**REQUEST 1**
In the bug report, what does the author say caused the functions to stop working on October 26th?

**PASSAGE SHOWN**
+-------+
[BUG] Function Fails to Load with PYTHON_ISOLATE_WORKER_DEPENDENCIES=1 and newrelic dependency

Azure / azure-functions-python-worker

Python worker for Azure Functions.

http://aka.ms/azurefunctions

MIT License

331 stars 100 forks source link

[BUG] Function Fails to Load with PYTHON_ISOLATE_WORKER_DEPENDENCIES=1 and newrelic dependency #1339

Closed ajstewart closed 5 months ago

ajstewart commented 8 months ago

Investigative information

We have a couple of Azure Functions on the Python linux consumption plan that have been running well. On October 26th around midnight UTC it seems as if a new version of the runtime was released and this caused the functions to stop working completely. To the point where the functions were not being loaded - in one case giving a python exited with code 139 (0x8B) error.

We were also unable to deploy the function successfully using a GitHub Action workflow or through the CLI.

We were able to narrow it down to the import of the newrelic python module - if all code was commented out then the function was able to deploy and run.
+-------+
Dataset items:
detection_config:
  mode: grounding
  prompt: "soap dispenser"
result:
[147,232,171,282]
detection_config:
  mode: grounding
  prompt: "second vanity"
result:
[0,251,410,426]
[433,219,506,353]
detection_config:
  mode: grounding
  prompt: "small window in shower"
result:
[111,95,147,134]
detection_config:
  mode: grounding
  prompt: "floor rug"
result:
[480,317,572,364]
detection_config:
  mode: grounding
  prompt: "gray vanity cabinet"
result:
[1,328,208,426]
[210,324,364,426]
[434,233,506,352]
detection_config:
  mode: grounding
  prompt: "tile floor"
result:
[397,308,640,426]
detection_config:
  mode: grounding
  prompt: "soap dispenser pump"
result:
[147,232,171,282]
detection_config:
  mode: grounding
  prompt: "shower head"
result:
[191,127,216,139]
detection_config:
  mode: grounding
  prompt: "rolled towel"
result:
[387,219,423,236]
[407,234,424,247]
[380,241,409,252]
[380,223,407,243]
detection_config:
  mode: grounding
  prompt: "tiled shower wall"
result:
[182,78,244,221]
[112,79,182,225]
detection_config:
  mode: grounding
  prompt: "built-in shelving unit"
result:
+-------+
**REQUEST 2**
Could you rewrite the dataset items above as a JSON list of strings, with one string for each line and blank lines left out?

**EXERCISE RESULT 1**
The author says a new version of the runtime appears to have been released around midnight UTC on October 26th, and that this caused the functions to stop working completely, to the point that they were not being loaded.

**EXERCISE RESULT 2**
[
  "detection_config:",
  "  mode: grounding",
  "  prompt: \"soap dispenser\"",
  "result:",
  "[147,232,171,282]",
  "detection_config:",
  "  mode: grounding",
  "  prompt: \"second vanity\"",
  "result:",
  "[0,251,410,426]",
  "[433,219,506,353]",
  "detection_config:",
  "  mode: grounding",
  "  prompt: \"small window in shower\"",
  "result:",
  "[111,95,147,134]",
  "detection_config:",
  "  mode: grounding",
  "  prompt: \"floor rug\"",
  "result:",
  "[480,317,572,364]",
  "detection_config:",
  "  mode: grounding",
  "  prompt: \"gray vanity cabinet\"",
  "result:",
  "[1,328,208,426]",
  "[210,324,364,426]",
  "[434,233,506,352]",
  "detection_config:",
  "  mode: grounding",
  "  prompt: \"tile floor\"",
  "result:",
  "[397,308,640,426]",
  "detection_config:",
  "  mode: grounding",
  "  prompt: \"soap dispenser pump\"",
  "result:",
  "[147,232,171,282]",
  "detection_config:",
  "  mode: grounding",
  "  prompt: \"shower head\"",
  "result:",
  "[191,127,216,139]",
  "detection_config:",
  "  mode: grounding",
  "  prompt: \"rolled towel\"",
  "result:",
  "[387,219,423,236]",
  "[407,234,424,247]",
  "[380,241,409,252]",
  "[380,223,407,243]",
  "detection_config:",
  "  mode: grounding",
  "  prompt: \"tiled shower wall\"",
  "result:",
  "[182,78,244,221]",
  "[112,79,182,225]",
  "detection_config:",
  "  mode: grounding",
  "  prompt: \"built-in shelving unit\"",
  "result:"
]